PROBLEM STATEMENT
The answer must be every record below, repeated exactly.

Top of EXTRACTED ENTRIES

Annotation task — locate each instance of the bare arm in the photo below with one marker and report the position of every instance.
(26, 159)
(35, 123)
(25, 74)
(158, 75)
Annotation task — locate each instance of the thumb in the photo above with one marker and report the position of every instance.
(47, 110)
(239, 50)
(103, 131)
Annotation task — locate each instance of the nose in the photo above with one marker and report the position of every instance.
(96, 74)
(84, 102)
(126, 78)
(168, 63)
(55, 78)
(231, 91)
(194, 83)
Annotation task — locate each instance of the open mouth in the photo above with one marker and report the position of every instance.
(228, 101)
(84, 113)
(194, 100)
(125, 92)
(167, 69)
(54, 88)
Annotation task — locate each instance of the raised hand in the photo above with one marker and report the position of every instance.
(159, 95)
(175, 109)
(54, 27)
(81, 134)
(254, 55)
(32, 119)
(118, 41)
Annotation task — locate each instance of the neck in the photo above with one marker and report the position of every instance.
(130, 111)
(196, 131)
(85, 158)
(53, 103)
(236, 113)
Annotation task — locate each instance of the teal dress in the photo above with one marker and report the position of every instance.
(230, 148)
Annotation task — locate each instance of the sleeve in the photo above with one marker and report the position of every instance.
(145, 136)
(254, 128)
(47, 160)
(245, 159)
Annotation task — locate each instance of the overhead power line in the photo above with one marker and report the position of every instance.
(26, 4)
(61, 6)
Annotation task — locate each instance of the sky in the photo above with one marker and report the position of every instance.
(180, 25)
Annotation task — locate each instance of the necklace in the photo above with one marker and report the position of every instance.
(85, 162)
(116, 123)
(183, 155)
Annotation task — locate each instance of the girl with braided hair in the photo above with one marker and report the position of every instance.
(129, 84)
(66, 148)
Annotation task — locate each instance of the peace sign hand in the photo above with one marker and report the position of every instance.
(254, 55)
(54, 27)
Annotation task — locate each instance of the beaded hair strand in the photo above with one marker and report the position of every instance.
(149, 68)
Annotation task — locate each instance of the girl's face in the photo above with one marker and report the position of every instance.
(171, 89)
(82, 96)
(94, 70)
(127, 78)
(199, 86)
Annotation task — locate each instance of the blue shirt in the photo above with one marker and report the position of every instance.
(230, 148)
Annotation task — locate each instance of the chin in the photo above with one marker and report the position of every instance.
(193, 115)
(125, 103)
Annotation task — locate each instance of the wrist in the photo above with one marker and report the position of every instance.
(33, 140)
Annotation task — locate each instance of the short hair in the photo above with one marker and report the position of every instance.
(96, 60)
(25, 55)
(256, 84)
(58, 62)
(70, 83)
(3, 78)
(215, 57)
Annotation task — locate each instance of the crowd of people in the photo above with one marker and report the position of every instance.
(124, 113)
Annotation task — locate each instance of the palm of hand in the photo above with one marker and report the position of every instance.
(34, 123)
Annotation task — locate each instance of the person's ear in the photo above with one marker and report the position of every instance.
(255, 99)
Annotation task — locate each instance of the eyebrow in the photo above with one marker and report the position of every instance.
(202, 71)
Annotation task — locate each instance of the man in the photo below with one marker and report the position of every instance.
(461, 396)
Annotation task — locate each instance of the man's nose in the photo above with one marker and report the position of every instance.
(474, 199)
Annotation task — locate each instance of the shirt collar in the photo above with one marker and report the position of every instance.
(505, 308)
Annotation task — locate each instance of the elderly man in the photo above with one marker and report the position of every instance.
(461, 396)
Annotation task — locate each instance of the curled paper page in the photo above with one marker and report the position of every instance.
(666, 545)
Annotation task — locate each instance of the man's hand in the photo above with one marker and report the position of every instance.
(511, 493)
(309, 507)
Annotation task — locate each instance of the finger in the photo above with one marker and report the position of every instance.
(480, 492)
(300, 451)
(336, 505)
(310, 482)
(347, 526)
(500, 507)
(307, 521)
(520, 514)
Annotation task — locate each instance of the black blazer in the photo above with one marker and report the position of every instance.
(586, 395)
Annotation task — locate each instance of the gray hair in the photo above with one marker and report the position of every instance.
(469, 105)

Bottom of EXTRACTED ENTRIES

SOLVED EXERCISE
Annotation task — locate each instance of the bare arm in the photo below with one marker and report the position of every instance.
(26, 159)
(35, 123)
(25, 74)
(158, 75)
Annotation task — locate each instance of the thumb in the photo above with one marker and report the position of every instance.
(47, 110)
(239, 50)
(103, 131)
Annotation task — locate each instance of the nose in the photo above with one marker and report the position of every instance.
(96, 74)
(84, 102)
(126, 78)
(168, 63)
(55, 78)
(231, 91)
(194, 83)
Annotation task — locate each instance of the open mouth in the photo above with one marker and report the position of every instance.
(228, 101)
(84, 113)
(194, 100)
(125, 92)
(167, 69)
(54, 88)
Annotation task — locate each instance of the raised hand in the photo above with one marker and report the position of every instance.
(159, 95)
(175, 109)
(54, 27)
(81, 134)
(254, 55)
(32, 119)
(118, 41)
Annotation task — locate each instance of the neck in the photo above with one marker and report the position of every instance.
(130, 111)
(196, 131)
(85, 158)
(53, 103)
(236, 113)
Annotation task — locate each instance of the teal dress in the photo above with one marker and report the position of every instance.
(230, 148)
Annotation task — locate each instance of the sleeve in the photo above with one marker and report the position of every instance.
(145, 136)
(254, 128)
(47, 160)
(245, 159)
Annotation task — locate each instance of the overhead power line in the photo above with one marker and report the position of every instance.
(26, 4)
(61, 6)
Annotation task — locate each instance of the sky in the photo above with one marker and report the position of every instance.
(180, 25)
Annotation task — locate each instance of the necklace in the photo above with one marker and report the position of every instance.
(85, 162)
(116, 123)
(183, 155)
Annotation task — locate each instance of the girl with braided hair in the photo above with one marker and report the position of every instance.
(129, 84)
(66, 148)
Annotation task — locate each instance of the peace sign hand in the photo above with one marker and report the position of every instance.
(254, 55)
(54, 27)
Annotation task — locate each instance of the beaded hair strand in the photo above with one marker and report the position of every instance.
(149, 68)
Annotation task — locate each instance of the girl's face in the photo above with one marker and report the position of every instance.
(171, 89)
(82, 96)
(94, 70)
(127, 78)
(199, 86)
Annotation task — locate each instance of the blue shirt in the photo above with one marker and report the position of every instance.
(230, 148)
Annotation task — locate each instance of the chin in the photo above with one marker and report the position of every instance.
(193, 115)
(125, 103)
Annotation task — locate each instance of the wrist in the photo above with one marker and report the position of every instance.
(33, 140)
Annotation task — locate each instance of the short hair in the photo above with one marker and report the position of every instance.
(96, 60)
(25, 55)
(256, 84)
(58, 62)
(70, 83)
(3, 78)
(215, 57)
Annotation task — locate each instance of the crowd of people in the photo above with one marker and report the position of every instance.
(124, 113)
Annotation task — locate each instance of the palm of hand in the photo above with one marker and report the position of every instance.
(34, 123)
Annotation task — locate each instance of the person's ear in the photo above with one marker and report the position of every instance.
(255, 99)
Annotation task — locate each instance of the eyebrow in the photo above with one marker and report the position of every instance.
(202, 71)
Annotation task — locate each instance of the man in the photo below with one marker and report the position of every instance.
(461, 396)
Annotation task — locate each instance of the man's nose in the photo above with one marker and report the position of every instance.
(474, 199)
Annotation task — locate each instance of the shirt collar in the photo above with one marker and report the position of every instance.
(505, 308)
Annotation task — locate each instance of the elderly man in the photo above with one marker and report the position of every instance.
(461, 396)
Annotation task — locate each instance of the curled paper page in the photo above with one marker and report the position of every instance.
(666, 545)
Annotation task — locate each instance of the man's hand in the photo above with one marker and report the position of every instance.
(511, 493)
(309, 507)
Annotation task — locate each instance of the finger in the photo above with one marker and report the position of every instance.
(480, 492)
(300, 451)
(336, 505)
(310, 482)
(347, 526)
(500, 507)
(307, 521)
(520, 514)
Annotation task — locate each instance of the black blazer in the photo above with one marker and report the position of every instance.
(586, 395)
Annotation task — locate each instance of the gray hair in the photo above with one marker and report the position of every instance.
(469, 105)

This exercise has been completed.